• TEXT EXCERPT:
++++++++++++++++++++

We all know that moving house is right up there with divorce and bereavement as a stress-inducing event.
Moving within a foreign country can be even more problematic, with different administrative formulas to be completed and the prospect of dealing with everything in a foreign language; daunting to say the least!
Having been a French resident for some years now, I had often wondered why the French rarely move (some families never leave their birthplace).
But having now moved four times within France I'm convinced that the sheer volume of paperwork puts them off.
The following words of wisdom may, and I repeat only may, be of use to those of you who are contemplating such a move.
One of the first things to consider for those of you with children is schools. Unless you are moving very close by, a change of school will be on the cards.
The first thing to do is ask the existing head for a certificate de radiation which states that your child is no longer attending that school.
Timing is crucial
This cannot be issued before your child leaves the school and you can't enrol them at a new one without it, so timing is crucial.
So is organisation; don't do as I did in our latest move and leave a whole pile of vital documents in a filing cabinet at your old home.
This resulted in a hasty trip to the doctor who provided an attestation, stating that my children had been suitably vaccinated and were fit to enter society.
It also meant an emergency fax from the insurers to state that the children were covered for any damage they might cause whilst on school premises. All this just to get them out from under my feet for a few hours...
Your insurers will need to be notified of your change of address so that they can re-issue your car insurance certificate. We have an all-in-one insurance deal but if your cover for car, house et al is separate you will have to notify them all.
The car insurance notification has to be done within a month of moving. We know this now - having been stopped by the gendarmes because of it while en route to the tip with a trailer load of rubbish.
Boys in blue
They actually queried whether we had driven from Brittany to Lot-et-Garonne in order to use the local dechetterie. This would have been a round trip of 650 miles!

++++++++++++++++++++

• DATASET EXTRACT:
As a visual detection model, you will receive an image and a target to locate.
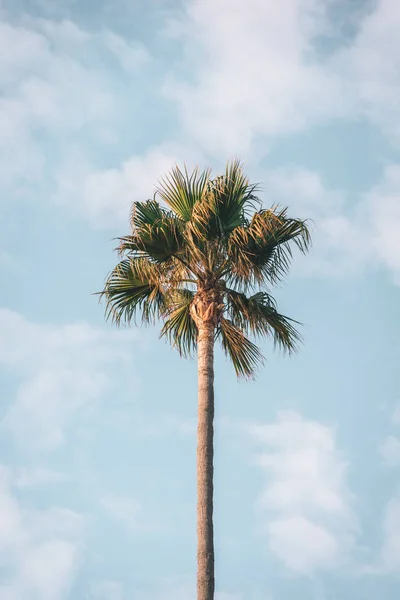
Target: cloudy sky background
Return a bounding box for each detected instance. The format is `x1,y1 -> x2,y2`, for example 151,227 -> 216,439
0,0 -> 400,600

++++++++++++++++++++

• PROMPT 1: Which place names appear in the text on moving house within France? List each one once.
• PROMPT 2: Copy the passage from the text on moving house within France word for word, starting at "We all know" and ending at "say the least!".
• PROMPT 3: Carry on the text on moving house within France from the point where it stops.

• EXERCISE RESULT 1: France, Brittany, Lot-et-Garonne

• EXERCISE RESULT 2:
We all know that moving house is right up there with divorce and bereavement as a stress-inducing event.
Moving within a foreign country can be even more problematic, with different administrative formulas to be completed and the prospect of dealing with everything in a foreign language; daunting to say the least!

• EXERCISE RESULT 3:
But it never pays to argue with the boys in blue, especially in Franglais, so I looked suitably abject and assured them that the paperwork was in hand.
If you have changed département, you will need to re-register your car. Then buy new number plates.
Oh, and don't forget to tell your insurers that the registration has now changed so that they can send you another insurance certificate.
Now it is time to notify all the other bodies of your new whereabouts.
In theory there are various government websites where you can tell the taxman, the health service, unemployment offices, the child benefit agency and so forth, in one fell swoop.
In reality, despite numerous attempts, I have never managed to change all our details online and usually resort to the good old-fashioned letter, so beloved by the French.
'Moving is only for the very determined or criminally insane'
Of course, to be online you need internet access and you may well be lacking this for at least a few days after your move.
Being old hands at the moving lark, we had taken the precaution of booking a new line about three weeks before D Day.
Even so, we still spent 48 hours without a phone line as it took this long to convince France Telecom that the property existed!
Even if you have a connection and manage to send an email, do not assume it will be read, let alone dealt with.
I called my insurers to query something and was told: "Oh, no wonder if you sent an email. The emails go to the boss and he doesn't deal with administrative matters, so that's why we didn't get it."
The reluctance to embrace email may explain the roaring trade being done by La Poste in "My New Home" packs, which redirect your mail and supply a set of standard letters to post to all the relevant bodies.
By now, you will have realised that moving is only for the very determined or criminally insane. Having done it four times now, we clearly fall into the latter camp.
I won't even begin to discuss the exorbitant cost of French removal firms and how you can do it yourself for a fraction of the cost.
Mind you, had we had a removal firm, I would never have forgotten about the filing cabinet...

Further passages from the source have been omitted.